### Task
Print every line of the material that follows, verbatim and in its original order.

### Task input
---------------

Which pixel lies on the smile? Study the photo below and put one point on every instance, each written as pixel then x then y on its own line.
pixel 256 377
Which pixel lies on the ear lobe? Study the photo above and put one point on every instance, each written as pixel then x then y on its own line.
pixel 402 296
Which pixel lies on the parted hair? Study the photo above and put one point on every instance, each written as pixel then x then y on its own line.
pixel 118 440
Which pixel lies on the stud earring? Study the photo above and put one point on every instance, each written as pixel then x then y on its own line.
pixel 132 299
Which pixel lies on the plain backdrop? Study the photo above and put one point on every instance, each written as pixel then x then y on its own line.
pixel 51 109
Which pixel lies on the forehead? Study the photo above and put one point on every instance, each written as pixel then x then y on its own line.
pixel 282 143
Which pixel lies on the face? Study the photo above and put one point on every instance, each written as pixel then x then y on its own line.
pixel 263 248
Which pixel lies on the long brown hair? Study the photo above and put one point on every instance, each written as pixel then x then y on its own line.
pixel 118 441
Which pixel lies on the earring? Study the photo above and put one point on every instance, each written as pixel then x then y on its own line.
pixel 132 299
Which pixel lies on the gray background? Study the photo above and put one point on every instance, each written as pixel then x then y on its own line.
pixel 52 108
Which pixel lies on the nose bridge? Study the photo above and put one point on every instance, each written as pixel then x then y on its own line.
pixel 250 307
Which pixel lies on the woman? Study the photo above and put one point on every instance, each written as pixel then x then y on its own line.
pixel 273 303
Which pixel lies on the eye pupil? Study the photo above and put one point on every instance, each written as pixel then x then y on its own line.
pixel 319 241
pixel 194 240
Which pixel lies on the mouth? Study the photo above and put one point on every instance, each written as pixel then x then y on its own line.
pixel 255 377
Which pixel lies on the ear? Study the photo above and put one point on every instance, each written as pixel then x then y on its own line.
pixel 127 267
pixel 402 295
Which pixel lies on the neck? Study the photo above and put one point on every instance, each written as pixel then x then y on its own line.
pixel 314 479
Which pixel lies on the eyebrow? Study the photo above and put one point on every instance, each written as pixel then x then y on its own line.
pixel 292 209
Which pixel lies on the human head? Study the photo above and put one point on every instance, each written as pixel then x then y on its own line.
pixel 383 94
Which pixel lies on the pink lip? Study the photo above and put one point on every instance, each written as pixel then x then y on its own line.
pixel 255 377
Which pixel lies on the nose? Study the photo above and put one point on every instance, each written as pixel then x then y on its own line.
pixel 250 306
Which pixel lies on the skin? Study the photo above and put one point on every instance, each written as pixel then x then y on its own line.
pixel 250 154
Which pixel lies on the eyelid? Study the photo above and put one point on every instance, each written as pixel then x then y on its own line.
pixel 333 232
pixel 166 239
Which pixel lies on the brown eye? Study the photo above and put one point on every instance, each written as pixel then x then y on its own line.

---------------

### Completed exercise
Which pixel lies on the smile? Study the photo below and put one point on every instance, each written as pixel then x then y on its own line.
pixel 256 377
Which pixel lies on the ear lobe? Study the photo above and put one point on every instance, each written as pixel then x then y on its own line.
pixel 402 296
Which pixel lies on the parted hair? Study the photo above and put one point on every instance, each written as pixel then x then y on its own line.
pixel 118 440
Which pixel lies on the stud earring? Study the photo above and put one point on every instance, each written as pixel then x then y on its own line.
pixel 132 299
Which pixel lies on the plain backdrop? Study the photo above and put one point on every instance, each written as pixel then x then y on its own line.
pixel 51 109
Which pixel lies on the forehead? Study the photo above and put one point on every instance, each written as pixel then x then y on its own line.
pixel 282 143
Which pixel lies on the face? Study the photo above and put one point on every instance, each written as pixel then x then y on its own line.
pixel 263 248
Which pixel lies on the long brown hair? Study the photo above and put one point on every instance, each written as pixel then x then y on its own line.
pixel 118 441
Which pixel lies on the earring? Study the photo above and put one point on every instance, each written as pixel then x then y on its own line.
pixel 132 299
Which pixel lies on the gray background? Study the photo above and put one point on every instance, each written as pixel then x then y on its own line.
pixel 52 108
Which pixel lies on the nose bridge? Study the photo above and put one point on every instance, each written as pixel then x then y on its own line.
pixel 250 307
Which pixel lies on the woman? Study the photo above and put one point on every instance, each written as pixel then x then y on its own line.
pixel 273 303
Which pixel lies on the eye pupil? Study the photo above and put one point on every instance, each written as pixel then x then y on its own line.
pixel 319 241
pixel 194 240
Which pixel lies on the mouth? Study the photo above and put one point on every instance, each written as pixel then x then y on its own line.
pixel 255 377
Which pixel lies on the ear? Study the photo above and put one point on every instance, each written as pixel then x then y on its own line.
pixel 127 267
pixel 402 295
Which pixel lies on the neck? Study the photo above and put one point on every instance, each written as pixel then x then y on its own line.
pixel 314 479
Which pixel lies on the eyebrow? Study the photo above and put one point on every instance, each written as pixel then x then y on its own line.
pixel 292 209
Which pixel lies on the human head? Study the photo above and put one point on every instance, each written as pixel then x then y on its own line.
pixel 383 94
Which pixel lies on the pink lip? Study the photo above and put one point on every instance, each written as pixel then x then y on its own line.
pixel 255 377
Which pixel lies on the nose? Study the photo above and put one point on every instance, each written as pixel then x then y on its own line.
pixel 250 306
Which pixel lies on the skin? Study the photo above and put one point on every instance, each written as pixel then x then y on its own line.
pixel 250 154
Which pixel lies on the eyelid? Study the photo above and put one point on every instance, each written as pixel then x then y on its own line.
pixel 333 232
pixel 166 239
Which pixel lies on the brown eye? Study the photo above and put one point on every instance, each written as pixel then x then y on its own line.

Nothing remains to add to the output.